(Entries taken from a collection)
◇ ◇ ◇

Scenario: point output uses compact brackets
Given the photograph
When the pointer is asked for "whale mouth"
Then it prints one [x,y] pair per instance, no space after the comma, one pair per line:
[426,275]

◇ ◇ ◇

THE PROBLEM >>
All the entries above need to be reproduced exactly.

RESULT FOR THIS TASK >>
Scenario: point output uses compact brackets
Given the photograph
When the pointer is asked for "whale mouth"
Then it prints one [x,y] pair per instance, no space after the comma, one pair per line:
[426,275]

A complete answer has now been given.